-- GIVEN TASK --
Will you extract the lines verbatim, starting at the one that has "[mark] the light" and stopping after the one that has "Target: light blue tie"?

-- MATERIAL FOR THE TASK --
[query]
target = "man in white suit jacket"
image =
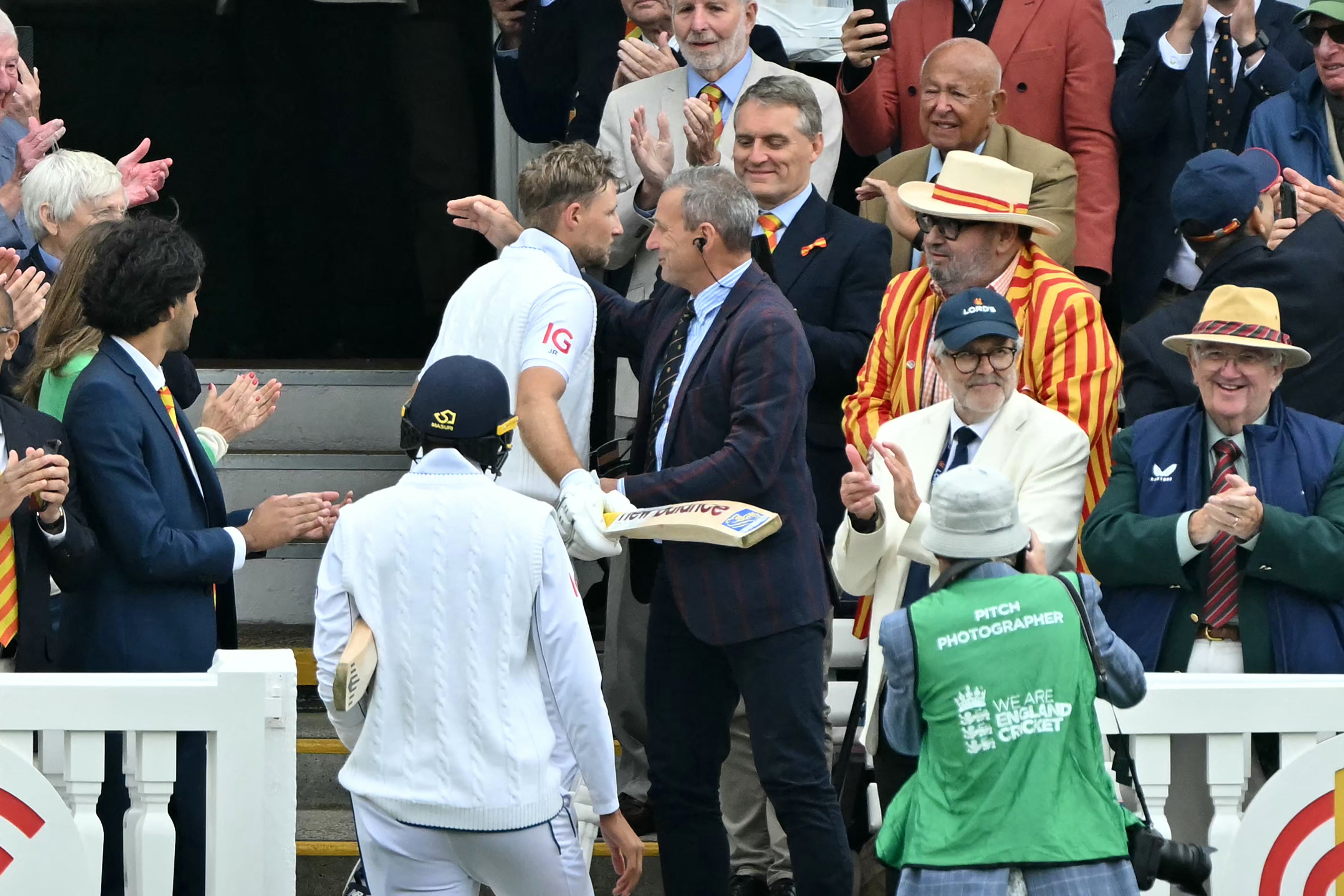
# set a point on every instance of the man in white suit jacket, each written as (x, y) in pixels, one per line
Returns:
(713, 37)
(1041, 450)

--

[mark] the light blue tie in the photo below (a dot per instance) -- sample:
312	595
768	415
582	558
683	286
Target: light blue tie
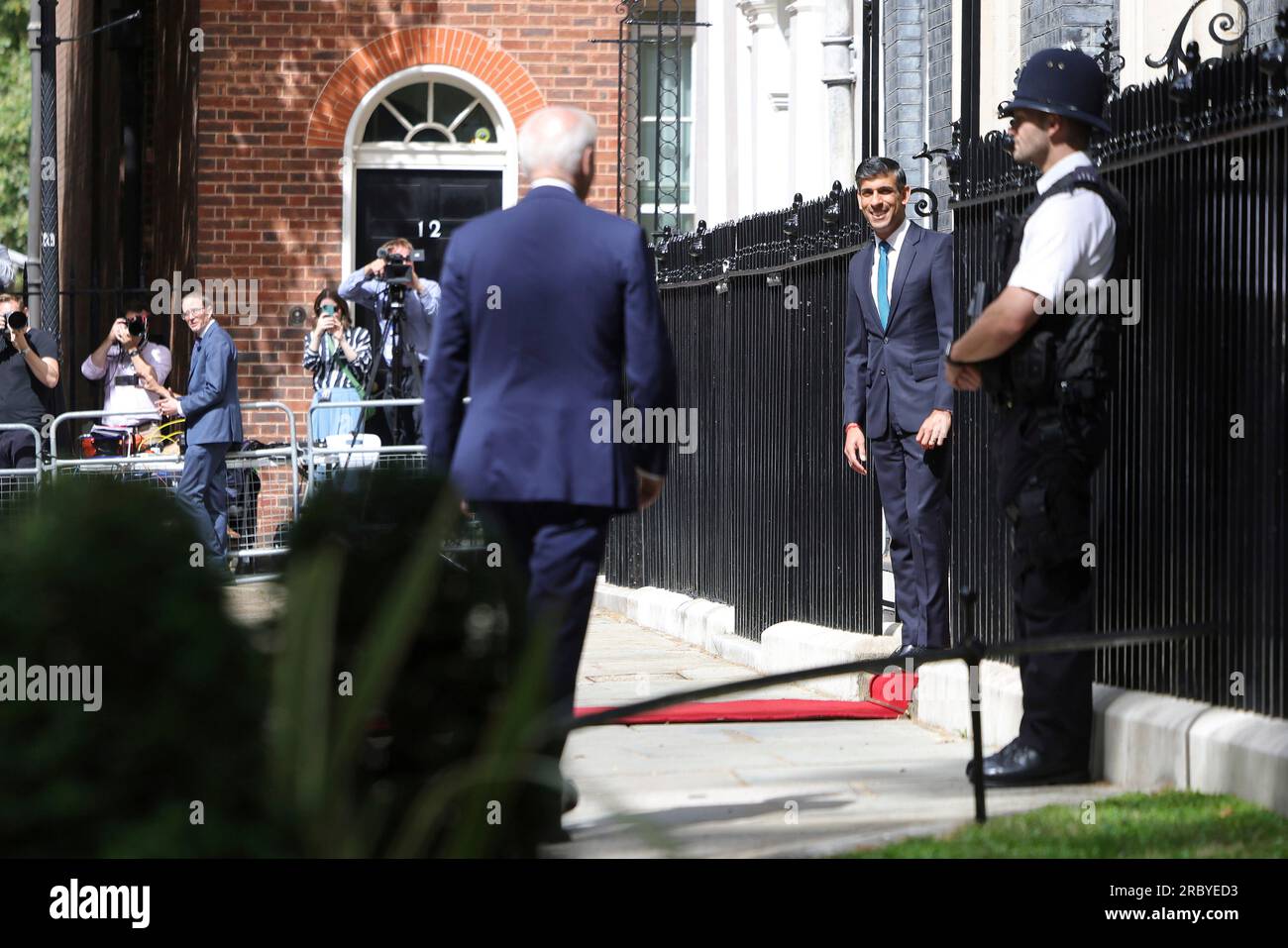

--

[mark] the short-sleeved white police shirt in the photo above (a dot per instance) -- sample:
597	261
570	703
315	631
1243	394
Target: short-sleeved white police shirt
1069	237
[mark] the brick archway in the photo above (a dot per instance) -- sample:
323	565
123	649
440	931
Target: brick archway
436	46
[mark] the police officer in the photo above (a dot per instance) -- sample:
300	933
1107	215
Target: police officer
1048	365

-- EXERCISE OUTPUT --
[mark] the light blue tie in the photo below (a dot per instance) -- sample:
312	595
768	415
582	558
683	286
Target: light blue tie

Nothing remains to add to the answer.